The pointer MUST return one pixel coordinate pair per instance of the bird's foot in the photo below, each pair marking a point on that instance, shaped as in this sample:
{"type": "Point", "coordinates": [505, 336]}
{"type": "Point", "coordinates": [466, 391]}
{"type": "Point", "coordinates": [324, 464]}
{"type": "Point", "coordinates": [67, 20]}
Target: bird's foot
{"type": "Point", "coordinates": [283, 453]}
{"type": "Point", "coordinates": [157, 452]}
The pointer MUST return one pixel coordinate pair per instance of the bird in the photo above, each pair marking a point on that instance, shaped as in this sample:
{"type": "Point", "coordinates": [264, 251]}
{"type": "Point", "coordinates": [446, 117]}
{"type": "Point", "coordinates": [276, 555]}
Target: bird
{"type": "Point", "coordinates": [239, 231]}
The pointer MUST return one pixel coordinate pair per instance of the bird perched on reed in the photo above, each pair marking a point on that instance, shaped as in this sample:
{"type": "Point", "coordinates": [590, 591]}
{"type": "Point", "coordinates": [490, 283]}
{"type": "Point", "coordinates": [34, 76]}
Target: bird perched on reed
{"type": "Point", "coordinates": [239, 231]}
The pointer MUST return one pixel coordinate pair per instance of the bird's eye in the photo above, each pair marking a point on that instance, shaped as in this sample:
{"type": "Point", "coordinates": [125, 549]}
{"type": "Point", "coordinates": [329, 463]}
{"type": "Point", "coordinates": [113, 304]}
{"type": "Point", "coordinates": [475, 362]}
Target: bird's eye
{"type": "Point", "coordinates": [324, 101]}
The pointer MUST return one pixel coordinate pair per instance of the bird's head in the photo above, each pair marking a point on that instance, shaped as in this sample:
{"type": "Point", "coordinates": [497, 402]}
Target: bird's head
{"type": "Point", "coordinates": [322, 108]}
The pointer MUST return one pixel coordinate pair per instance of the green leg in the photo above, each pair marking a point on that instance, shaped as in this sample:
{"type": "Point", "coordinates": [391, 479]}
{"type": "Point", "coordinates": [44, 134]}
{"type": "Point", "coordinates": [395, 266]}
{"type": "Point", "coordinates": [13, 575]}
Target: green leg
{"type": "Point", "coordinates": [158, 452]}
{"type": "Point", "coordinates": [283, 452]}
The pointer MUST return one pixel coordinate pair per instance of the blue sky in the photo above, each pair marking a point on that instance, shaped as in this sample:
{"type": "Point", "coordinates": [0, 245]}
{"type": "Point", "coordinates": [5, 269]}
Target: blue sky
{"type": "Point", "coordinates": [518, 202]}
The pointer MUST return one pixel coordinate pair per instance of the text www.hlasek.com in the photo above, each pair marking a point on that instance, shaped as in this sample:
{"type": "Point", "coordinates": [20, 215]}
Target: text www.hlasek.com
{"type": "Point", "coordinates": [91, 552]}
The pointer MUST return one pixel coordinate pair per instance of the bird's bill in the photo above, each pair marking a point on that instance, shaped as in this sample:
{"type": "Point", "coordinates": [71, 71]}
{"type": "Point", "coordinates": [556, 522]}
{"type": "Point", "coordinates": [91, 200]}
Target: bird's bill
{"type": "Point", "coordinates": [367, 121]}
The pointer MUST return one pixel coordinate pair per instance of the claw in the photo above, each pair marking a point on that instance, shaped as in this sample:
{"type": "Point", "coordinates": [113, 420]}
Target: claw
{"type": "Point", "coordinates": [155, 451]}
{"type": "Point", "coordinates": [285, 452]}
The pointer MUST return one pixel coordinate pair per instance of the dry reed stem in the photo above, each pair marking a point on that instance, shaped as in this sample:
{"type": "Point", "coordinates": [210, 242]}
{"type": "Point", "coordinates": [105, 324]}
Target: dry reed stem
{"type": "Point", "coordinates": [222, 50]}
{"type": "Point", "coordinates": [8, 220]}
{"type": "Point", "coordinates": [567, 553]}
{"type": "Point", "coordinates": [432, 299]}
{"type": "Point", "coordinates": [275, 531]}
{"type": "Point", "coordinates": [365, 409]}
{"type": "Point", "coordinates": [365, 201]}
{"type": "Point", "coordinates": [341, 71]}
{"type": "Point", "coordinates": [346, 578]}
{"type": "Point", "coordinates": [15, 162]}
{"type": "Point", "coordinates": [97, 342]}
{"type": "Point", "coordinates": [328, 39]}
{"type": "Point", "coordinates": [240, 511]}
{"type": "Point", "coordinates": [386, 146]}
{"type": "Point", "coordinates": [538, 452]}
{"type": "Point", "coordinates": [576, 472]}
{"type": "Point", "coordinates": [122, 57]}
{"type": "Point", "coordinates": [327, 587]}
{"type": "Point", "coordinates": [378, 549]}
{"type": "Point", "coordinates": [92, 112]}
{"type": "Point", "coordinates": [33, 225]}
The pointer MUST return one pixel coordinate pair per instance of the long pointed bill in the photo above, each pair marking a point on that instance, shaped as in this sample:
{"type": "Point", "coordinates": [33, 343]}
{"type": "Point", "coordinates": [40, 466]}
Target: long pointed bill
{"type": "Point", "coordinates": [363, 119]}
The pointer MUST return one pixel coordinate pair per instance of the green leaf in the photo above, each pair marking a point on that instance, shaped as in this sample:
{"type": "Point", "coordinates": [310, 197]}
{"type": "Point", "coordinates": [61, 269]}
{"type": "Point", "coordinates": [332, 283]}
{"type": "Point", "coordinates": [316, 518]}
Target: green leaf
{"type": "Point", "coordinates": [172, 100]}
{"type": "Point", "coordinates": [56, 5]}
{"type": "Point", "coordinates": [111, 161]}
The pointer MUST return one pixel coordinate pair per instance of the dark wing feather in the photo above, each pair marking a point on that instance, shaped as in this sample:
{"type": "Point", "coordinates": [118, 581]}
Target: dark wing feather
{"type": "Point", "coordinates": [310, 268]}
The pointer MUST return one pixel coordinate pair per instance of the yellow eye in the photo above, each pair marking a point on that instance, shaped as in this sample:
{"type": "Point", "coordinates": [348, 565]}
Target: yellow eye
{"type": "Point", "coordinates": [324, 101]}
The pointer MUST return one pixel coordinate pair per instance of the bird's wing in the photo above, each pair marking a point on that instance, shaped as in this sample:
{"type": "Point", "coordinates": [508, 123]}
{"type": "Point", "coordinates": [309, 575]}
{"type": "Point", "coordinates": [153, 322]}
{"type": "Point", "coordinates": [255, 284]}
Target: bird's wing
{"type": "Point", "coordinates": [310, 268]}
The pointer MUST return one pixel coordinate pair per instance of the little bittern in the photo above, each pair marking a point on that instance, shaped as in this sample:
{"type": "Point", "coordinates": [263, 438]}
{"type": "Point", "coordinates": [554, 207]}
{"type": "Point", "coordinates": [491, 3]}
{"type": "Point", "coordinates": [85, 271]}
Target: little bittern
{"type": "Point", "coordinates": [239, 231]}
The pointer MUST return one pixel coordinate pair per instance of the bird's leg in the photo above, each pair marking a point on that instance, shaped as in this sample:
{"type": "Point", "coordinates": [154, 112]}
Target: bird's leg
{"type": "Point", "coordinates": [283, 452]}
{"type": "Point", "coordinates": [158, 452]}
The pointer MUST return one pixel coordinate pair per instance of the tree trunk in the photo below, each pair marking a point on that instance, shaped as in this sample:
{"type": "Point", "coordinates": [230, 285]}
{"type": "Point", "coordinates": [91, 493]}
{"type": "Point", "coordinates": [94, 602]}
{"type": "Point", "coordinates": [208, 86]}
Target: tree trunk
◆ ◆ ◆ ◆ ◆
- _PROBLEM DETAILS_
Go through the material and copy each line in which the word "tree" occurs.

- _EXERCISE OUTPUT_
The pointer MUST return one pixel coordinate pair per instance of the tree trunk in the photo below, each pair marking a point on that instance, shaped as in this sample:
Target: tree trunk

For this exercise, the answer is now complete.